ACTIVITY ▸ Every record below should be retyped exactly, and no picture should appear in the copy.

DATA EXTRACTS ▸
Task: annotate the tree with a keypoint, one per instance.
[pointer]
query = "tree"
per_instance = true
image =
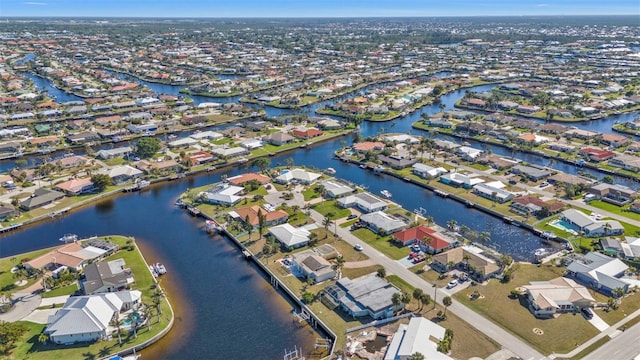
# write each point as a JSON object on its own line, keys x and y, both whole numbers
{"x": 101, "y": 181}
{"x": 9, "y": 334}
{"x": 446, "y": 301}
{"x": 262, "y": 163}
{"x": 146, "y": 147}
{"x": 262, "y": 218}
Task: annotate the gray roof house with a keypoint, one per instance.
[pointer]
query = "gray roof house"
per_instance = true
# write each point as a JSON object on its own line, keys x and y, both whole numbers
{"x": 87, "y": 318}
{"x": 103, "y": 277}
{"x": 600, "y": 272}
{"x": 382, "y": 223}
{"x": 366, "y": 295}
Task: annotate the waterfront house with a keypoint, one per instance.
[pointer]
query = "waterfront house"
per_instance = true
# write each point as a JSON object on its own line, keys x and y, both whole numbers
{"x": 76, "y": 186}
{"x": 426, "y": 171}
{"x": 39, "y": 198}
{"x": 334, "y": 189}
{"x": 297, "y": 176}
{"x": 107, "y": 154}
{"x": 102, "y": 277}
{"x": 363, "y": 147}
{"x": 597, "y": 155}
{"x": 88, "y": 318}
{"x": 460, "y": 180}
{"x": 493, "y": 191}
{"x": 556, "y": 296}
{"x": 368, "y": 295}
{"x": 529, "y": 205}
{"x": 311, "y": 265}
{"x": 591, "y": 227}
{"x": 382, "y": 223}
{"x": 427, "y": 238}
{"x": 468, "y": 258}
{"x": 246, "y": 177}
{"x": 419, "y": 336}
{"x": 612, "y": 193}
{"x": 222, "y": 194}
{"x": 530, "y": 172}
{"x": 627, "y": 162}
{"x": 365, "y": 202}
{"x": 251, "y": 214}
{"x": 278, "y": 138}
{"x": 290, "y": 237}
{"x": 599, "y": 272}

RESULT ▸
Task: annotate the tree with a keypoint, one per instance.
[pointer]
query = "tree"
per_instance = true
image =
# write each point as a JSON object on its own line, keys x and y, both whole numbers
{"x": 101, "y": 181}
{"x": 9, "y": 334}
{"x": 446, "y": 301}
{"x": 262, "y": 163}
{"x": 146, "y": 147}
{"x": 262, "y": 218}
Task: annotate the gray roof house with a keypoint, one per instance.
[pointer]
query = "gray roof house"
per_instance = true
# write each point as a JSON object on its own line, keys x and y, both whole numbers
{"x": 87, "y": 318}
{"x": 103, "y": 277}
{"x": 600, "y": 272}
{"x": 382, "y": 223}
{"x": 366, "y": 295}
Task: annotate the waterfront house with a keypoint, one per instance.
[pointer]
query = "waterfront house"
per_instance = true
# write each point as a JSON object on its own line, keys x and y, both whole numbers
{"x": 76, "y": 186}
{"x": 426, "y": 171}
{"x": 39, "y": 198}
{"x": 334, "y": 189}
{"x": 297, "y": 176}
{"x": 107, "y": 154}
{"x": 102, "y": 277}
{"x": 363, "y": 147}
{"x": 597, "y": 155}
{"x": 88, "y": 318}
{"x": 460, "y": 180}
{"x": 493, "y": 191}
{"x": 556, "y": 296}
{"x": 368, "y": 295}
{"x": 529, "y": 205}
{"x": 311, "y": 265}
{"x": 591, "y": 227}
{"x": 382, "y": 223}
{"x": 427, "y": 238}
{"x": 468, "y": 258}
{"x": 246, "y": 177}
{"x": 419, "y": 336}
{"x": 612, "y": 193}
{"x": 222, "y": 194}
{"x": 530, "y": 172}
{"x": 627, "y": 162}
{"x": 365, "y": 202}
{"x": 251, "y": 214}
{"x": 278, "y": 138}
{"x": 290, "y": 237}
{"x": 599, "y": 272}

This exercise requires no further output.